[[ Data records, beginning ]]
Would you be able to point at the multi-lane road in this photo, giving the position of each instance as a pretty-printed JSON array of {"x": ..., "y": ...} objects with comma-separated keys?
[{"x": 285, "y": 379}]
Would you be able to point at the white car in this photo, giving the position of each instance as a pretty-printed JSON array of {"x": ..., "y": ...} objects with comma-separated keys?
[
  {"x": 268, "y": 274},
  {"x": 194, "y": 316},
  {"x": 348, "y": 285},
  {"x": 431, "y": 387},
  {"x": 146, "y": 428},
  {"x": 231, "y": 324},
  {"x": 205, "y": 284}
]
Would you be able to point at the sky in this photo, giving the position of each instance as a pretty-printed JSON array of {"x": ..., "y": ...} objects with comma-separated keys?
[[ Data records, end ]]
[[ Data records, beginning ]]
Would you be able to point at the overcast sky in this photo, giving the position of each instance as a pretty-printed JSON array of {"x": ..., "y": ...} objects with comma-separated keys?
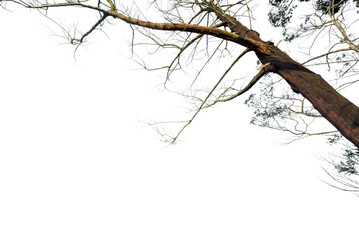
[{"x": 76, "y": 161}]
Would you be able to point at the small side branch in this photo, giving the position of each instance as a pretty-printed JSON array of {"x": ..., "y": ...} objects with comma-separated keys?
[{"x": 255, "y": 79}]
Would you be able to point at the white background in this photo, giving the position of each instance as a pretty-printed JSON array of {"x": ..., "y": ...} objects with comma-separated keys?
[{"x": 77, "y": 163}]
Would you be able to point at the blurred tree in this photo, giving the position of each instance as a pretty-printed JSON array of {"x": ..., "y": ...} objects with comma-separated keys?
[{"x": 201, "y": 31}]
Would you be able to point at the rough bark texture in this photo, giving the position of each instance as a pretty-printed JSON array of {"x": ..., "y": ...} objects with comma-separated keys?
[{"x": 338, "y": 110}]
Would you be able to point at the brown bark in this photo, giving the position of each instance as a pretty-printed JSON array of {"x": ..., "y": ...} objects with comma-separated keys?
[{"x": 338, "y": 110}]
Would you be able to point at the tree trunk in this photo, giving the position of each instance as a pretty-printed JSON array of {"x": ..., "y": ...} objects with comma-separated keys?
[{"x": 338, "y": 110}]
[[ Data records, end ]]
[[ Data records, beginning ]]
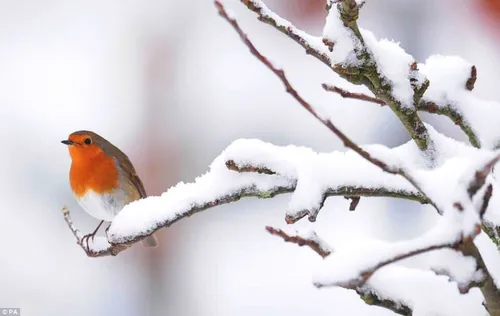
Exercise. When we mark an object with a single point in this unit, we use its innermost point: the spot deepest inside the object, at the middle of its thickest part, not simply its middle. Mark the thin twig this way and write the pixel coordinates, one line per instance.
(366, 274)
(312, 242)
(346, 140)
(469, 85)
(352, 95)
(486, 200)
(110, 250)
[[ Data records, end ]]
*Task instructions:*
Look above for the line holding "Would you be able to point at the multi-lane". Print it and every line after it, exactly, through the line holding "Would you be able to point at the sky".

*Solution to this exercise:*
Would you be able to point at the multi-lane road in this photo, giving the position of each instance as a pretty-printed JSON array of {"x": ..., "y": ...} objects with comma-separated keys?
[{"x": 285, "y": 379}]
Would you be able to point at the white car in this photo, giving the position of each instance as a pretty-printed JSON array of {"x": ..., "y": ...} objects with comma-separated keys?
[
  {"x": 268, "y": 274},
  {"x": 194, "y": 316},
  {"x": 348, "y": 285},
  {"x": 431, "y": 387},
  {"x": 146, "y": 428},
  {"x": 231, "y": 324},
  {"x": 205, "y": 284}
]
Would you be able to point at the sky in this photo, giving the position of each instance as a pretty-printed JSON array of {"x": ..., "y": ...} objects with comma-separated keys?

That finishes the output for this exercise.